WORK TO BE COMPLETED:
Copy the records below exactly, leaving out any pictures.

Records

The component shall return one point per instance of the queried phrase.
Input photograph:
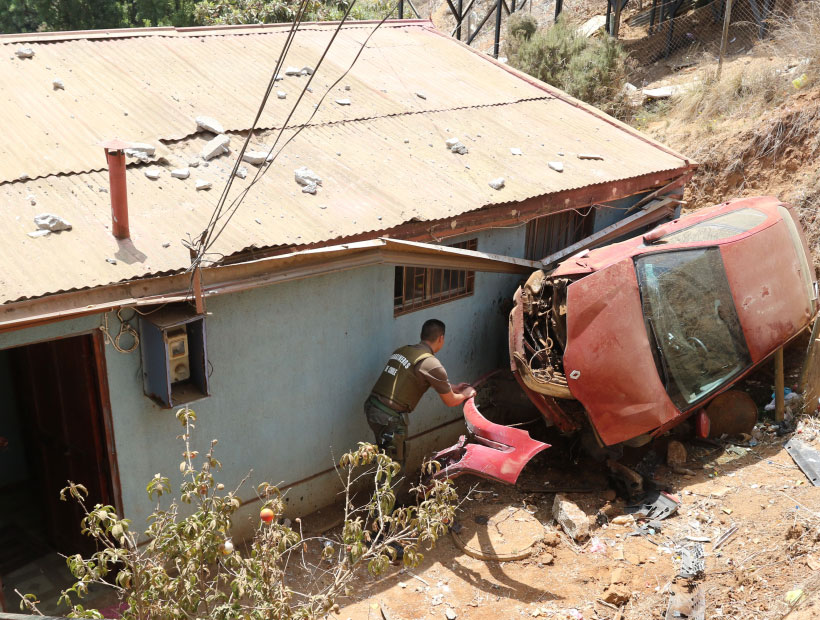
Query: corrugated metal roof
(387, 168)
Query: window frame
(429, 276)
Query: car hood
(608, 360)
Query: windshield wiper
(661, 356)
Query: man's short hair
(431, 330)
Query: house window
(550, 233)
(419, 287)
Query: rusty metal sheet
(771, 299)
(372, 181)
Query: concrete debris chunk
(572, 519)
(207, 123)
(256, 158)
(51, 222)
(304, 176)
(216, 147)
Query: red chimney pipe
(114, 153)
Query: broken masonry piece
(216, 147)
(51, 222)
(256, 158)
(572, 519)
(304, 176)
(207, 123)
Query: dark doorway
(54, 415)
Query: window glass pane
(717, 228)
(691, 322)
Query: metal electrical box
(174, 355)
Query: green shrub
(590, 69)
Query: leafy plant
(190, 568)
(590, 69)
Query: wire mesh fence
(667, 27)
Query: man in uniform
(409, 372)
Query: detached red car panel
(644, 332)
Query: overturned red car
(630, 339)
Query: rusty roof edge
(562, 96)
(220, 30)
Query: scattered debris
(51, 222)
(305, 177)
(256, 158)
(455, 145)
(207, 123)
(216, 147)
(806, 458)
(572, 519)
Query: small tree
(189, 567)
(590, 69)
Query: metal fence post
(727, 16)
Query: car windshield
(691, 322)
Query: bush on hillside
(590, 69)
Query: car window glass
(691, 322)
(717, 228)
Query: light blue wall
(292, 365)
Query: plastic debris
(207, 123)
(51, 222)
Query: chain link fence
(667, 27)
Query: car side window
(691, 322)
(717, 228)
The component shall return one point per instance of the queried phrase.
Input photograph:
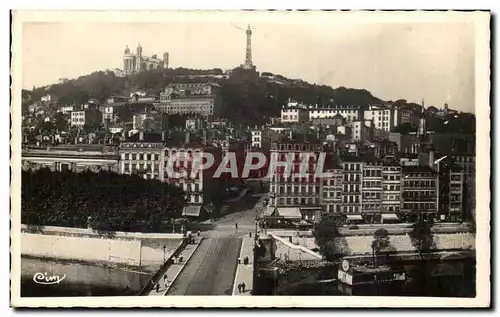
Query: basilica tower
(248, 57)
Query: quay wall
(128, 249)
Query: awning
(193, 211)
(354, 217)
(390, 216)
(290, 213)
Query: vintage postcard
(250, 159)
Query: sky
(413, 61)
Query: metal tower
(248, 58)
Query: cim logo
(45, 279)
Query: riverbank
(143, 252)
(79, 279)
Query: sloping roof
(290, 212)
(191, 210)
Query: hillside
(246, 96)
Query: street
(212, 268)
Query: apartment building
(142, 154)
(85, 117)
(292, 195)
(352, 186)
(332, 190)
(391, 192)
(372, 191)
(382, 117)
(419, 193)
(294, 114)
(75, 158)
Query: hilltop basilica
(135, 63)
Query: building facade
(332, 191)
(71, 158)
(86, 117)
(294, 115)
(391, 192)
(420, 193)
(349, 112)
(142, 154)
(382, 117)
(352, 191)
(303, 194)
(190, 99)
(372, 191)
(136, 63)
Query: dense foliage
(421, 237)
(325, 234)
(103, 201)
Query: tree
(422, 239)
(103, 201)
(325, 233)
(379, 243)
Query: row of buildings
(363, 188)
(366, 189)
(381, 117)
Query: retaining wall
(131, 249)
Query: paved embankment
(211, 269)
(174, 269)
(142, 252)
(244, 272)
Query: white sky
(434, 61)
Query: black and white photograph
(250, 159)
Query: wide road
(211, 270)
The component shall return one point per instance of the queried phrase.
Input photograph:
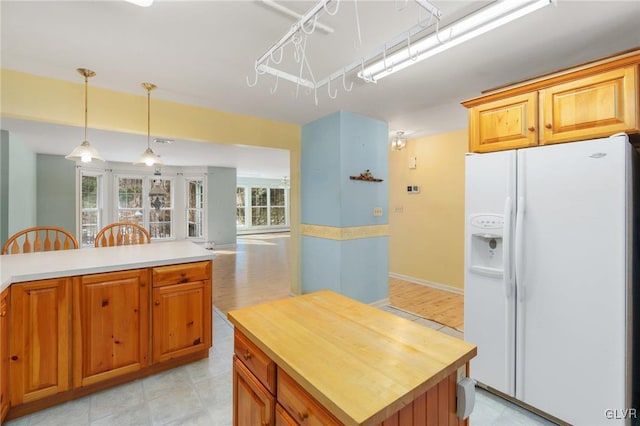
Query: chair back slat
(26, 246)
(30, 240)
(122, 233)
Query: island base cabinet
(436, 407)
(39, 339)
(111, 325)
(4, 354)
(253, 404)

ANSWER TO THIS PROBLEM:
The component shall return one point per instance of the queried phrase.
Input photograph:
Query: corrugated metal roof
(387, 168)
Query: window frame
(429, 276)
Query: car hood
(608, 360)
Query: windshield wiper
(661, 356)
Query: man's short hair
(431, 330)
Query: house window
(550, 233)
(419, 287)
Query: rusty metal sheet
(771, 299)
(372, 181)
Query: concrete debris chunk
(572, 519)
(207, 123)
(256, 158)
(51, 222)
(304, 176)
(216, 147)
Query: red chimney pipe
(114, 153)
Query: broken masonry piece
(216, 147)
(51, 222)
(256, 158)
(572, 519)
(304, 176)
(207, 123)
Query: dark doorway
(54, 415)
Query: window glass pane
(717, 228)
(691, 322)
Query: metal electrical box
(174, 355)
Query: green shrub
(590, 69)
Query: leafy plant
(190, 568)
(590, 69)
Query: wire mesh fence
(667, 27)
Query: man in uniform
(409, 372)
Query: detached red car panel
(644, 332)
Query: overturned red car
(630, 339)
Query: rusty roof edge
(562, 96)
(220, 30)
Query: scattered debris
(51, 222)
(305, 177)
(256, 158)
(455, 145)
(207, 123)
(216, 147)
(806, 458)
(572, 519)
Query: small tree
(189, 567)
(590, 69)
Query: metal fence post
(727, 16)
Query: car windshield
(691, 322)
Query: bush on hillside
(590, 69)
Query: car window glass
(691, 322)
(717, 228)
Query: light blue wall
(292, 365)
Query: plastic debris
(207, 123)
(51, 222)
Query: chain link fence
(667, 27)
Query: car side window
(691, 322)
(717, 228)
The component shall return one point per instance of the queried phrase.
Input photograph:
Query: basilica tower
(248, 57)
Query: quay wall
(128, 249)
Query: awning
(193, 211)
(354, 217)
(390, 216)
(290, 213)
Query: vintage postcard
(250, 159)
Query: sky
(413, 61)
Query: metal tower
(248, 58)
Query: cim logo
(45, 279)
Query: riverbank
(143, 252)
(79, 279)
Query: sloping roof
(290, 212)
(191, 210)
Query: hillside
(246, 96)
Query: street
(212, 268)
Query: apartment building
(142, 154)
(85, 117)
(292, 195)
(352, 186)
(332, 190)
(391, 192)
(372, 191)
(382, 117)
(419, 193)
(294, 114)
(75, 158)
Query: hilltop basilica
(135, 63)
Query: building facade
(332, 191)
(71, 158)
(86, 117)
(294, 115)
(391, 192)
(420, 193)
(349, 112)
(142, 154)
(382, 117)
(352, 191)
(303, 194)
(190, 99)
(372, 191)
(136, 63)
Query: dense foliage
(421, 237)
(325, 234)
(103, 201)
Query: tree
(422, 239)
(103, 201)
(325, 233)
(379, 243)
Query: row of buildings
(363, 188)
(366, 189)
(381, 117)
Query: retaining wall
(131, 249)
Query: paved embankment
(211, 269)
(174, 269)
(142, 252)
(244, 272)
Query: white sky
(434, 61)
Query: black and white photograph
(250, 159)
Query: wide road
(211, 270)
The component shall return one point per instance of the queried phrase.
Input photograph:
Query: chair back slat
(26, 246)
(30, 240)
(122, 233)
Query: island base cabinet
(436, 407)
(39, 339)
(111, 325)
(4, 354)
(253, 404)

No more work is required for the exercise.